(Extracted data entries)
_ _ _

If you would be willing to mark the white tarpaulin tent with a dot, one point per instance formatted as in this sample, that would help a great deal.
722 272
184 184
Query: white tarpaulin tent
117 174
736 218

_ _ _

§ Written request
Rewrite all of the lines above, requests included, and shift each coordinate in the answers by adding 53 to it. Leave every other number unchanged.

§ Answer to this task
If you would be willing to mark the white tarpaulin tent with a dot, one point per instance formatted as in this sample, that would help a great deal.
722 272
184 184
Query: white tarpaulin tent
170 227
789 271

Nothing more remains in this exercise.